Segment Start: Dataset content

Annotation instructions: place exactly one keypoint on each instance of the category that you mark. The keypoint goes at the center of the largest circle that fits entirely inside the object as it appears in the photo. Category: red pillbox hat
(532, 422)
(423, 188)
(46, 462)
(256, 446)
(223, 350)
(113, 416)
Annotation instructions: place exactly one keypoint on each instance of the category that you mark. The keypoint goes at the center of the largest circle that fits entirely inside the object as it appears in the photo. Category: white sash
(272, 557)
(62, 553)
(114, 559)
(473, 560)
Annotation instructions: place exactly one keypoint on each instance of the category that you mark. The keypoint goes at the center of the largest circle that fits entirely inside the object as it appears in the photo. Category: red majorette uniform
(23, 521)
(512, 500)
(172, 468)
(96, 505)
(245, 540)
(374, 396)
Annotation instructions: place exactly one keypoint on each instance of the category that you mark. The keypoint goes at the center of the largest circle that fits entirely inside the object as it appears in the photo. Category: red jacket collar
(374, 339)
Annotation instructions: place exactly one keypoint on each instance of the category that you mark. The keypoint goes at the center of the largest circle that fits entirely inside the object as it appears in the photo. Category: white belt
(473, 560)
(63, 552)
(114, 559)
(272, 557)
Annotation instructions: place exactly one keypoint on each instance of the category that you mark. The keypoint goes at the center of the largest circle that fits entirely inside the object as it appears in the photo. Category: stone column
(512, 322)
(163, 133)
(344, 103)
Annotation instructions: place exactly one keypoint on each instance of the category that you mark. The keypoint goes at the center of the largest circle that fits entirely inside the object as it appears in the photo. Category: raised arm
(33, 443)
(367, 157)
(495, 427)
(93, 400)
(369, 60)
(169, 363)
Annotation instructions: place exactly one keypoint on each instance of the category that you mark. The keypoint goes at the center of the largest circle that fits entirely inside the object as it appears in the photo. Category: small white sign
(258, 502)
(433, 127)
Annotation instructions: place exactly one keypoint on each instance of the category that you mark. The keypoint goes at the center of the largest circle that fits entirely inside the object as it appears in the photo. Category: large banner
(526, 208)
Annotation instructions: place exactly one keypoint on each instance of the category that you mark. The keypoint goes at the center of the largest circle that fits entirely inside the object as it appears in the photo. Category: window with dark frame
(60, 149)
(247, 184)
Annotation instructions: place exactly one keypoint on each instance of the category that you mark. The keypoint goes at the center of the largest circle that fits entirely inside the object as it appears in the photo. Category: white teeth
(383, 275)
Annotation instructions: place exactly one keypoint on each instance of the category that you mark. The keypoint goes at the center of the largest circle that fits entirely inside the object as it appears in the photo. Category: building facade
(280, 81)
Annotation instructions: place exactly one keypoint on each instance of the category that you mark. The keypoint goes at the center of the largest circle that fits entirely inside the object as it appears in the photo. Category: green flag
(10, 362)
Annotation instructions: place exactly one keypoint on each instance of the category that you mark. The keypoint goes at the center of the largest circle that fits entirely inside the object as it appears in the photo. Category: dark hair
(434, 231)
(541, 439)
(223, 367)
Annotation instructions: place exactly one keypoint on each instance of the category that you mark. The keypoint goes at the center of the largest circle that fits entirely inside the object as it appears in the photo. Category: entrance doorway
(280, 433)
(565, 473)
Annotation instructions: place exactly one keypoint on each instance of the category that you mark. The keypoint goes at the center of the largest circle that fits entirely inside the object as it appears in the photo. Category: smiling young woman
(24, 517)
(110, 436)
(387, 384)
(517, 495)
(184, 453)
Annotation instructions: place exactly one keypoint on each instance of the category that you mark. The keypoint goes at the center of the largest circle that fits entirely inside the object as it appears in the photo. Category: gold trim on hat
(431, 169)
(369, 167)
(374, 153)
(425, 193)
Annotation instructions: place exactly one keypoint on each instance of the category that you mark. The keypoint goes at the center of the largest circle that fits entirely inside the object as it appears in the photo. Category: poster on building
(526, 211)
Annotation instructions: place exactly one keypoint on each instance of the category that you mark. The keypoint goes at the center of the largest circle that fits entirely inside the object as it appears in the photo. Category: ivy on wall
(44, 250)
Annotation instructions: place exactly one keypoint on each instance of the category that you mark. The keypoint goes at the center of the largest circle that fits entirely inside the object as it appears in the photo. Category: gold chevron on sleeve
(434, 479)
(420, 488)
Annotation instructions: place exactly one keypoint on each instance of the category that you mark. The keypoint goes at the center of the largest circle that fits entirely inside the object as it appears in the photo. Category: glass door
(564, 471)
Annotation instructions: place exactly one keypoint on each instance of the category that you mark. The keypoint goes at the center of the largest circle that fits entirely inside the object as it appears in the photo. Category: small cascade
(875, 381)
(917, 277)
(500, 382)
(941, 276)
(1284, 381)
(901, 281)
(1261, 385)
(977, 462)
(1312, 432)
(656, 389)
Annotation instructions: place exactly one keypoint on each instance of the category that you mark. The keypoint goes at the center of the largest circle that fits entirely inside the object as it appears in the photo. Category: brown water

Segment End: Dataset content

▶ **Task to complete**
Once the line containing "Category: small cascade" is found, print it and every line after it through the end of the listing, exactly and alone.

▶ **Answer section**
Annotation instructions: place exactly one keypoint on each instance of the category that you mark. The keypoint goes at the center of the largest circle that fits entirely inside the object as it appears in the photo. Category: small cascade
(875, 381)
(917, 277)
(500, 382)
(941, 276)
(1284, 381)
(901, 281)
(1261, 385)
(977, 462)
(1312, 432)
(656, 389)
Annotation instructions: place exactly one keypoint on each instance of the category that you mark. The keypoint goes at the center of the largest circle that fits entirely inside the object as it appears in the photo. Category: brown water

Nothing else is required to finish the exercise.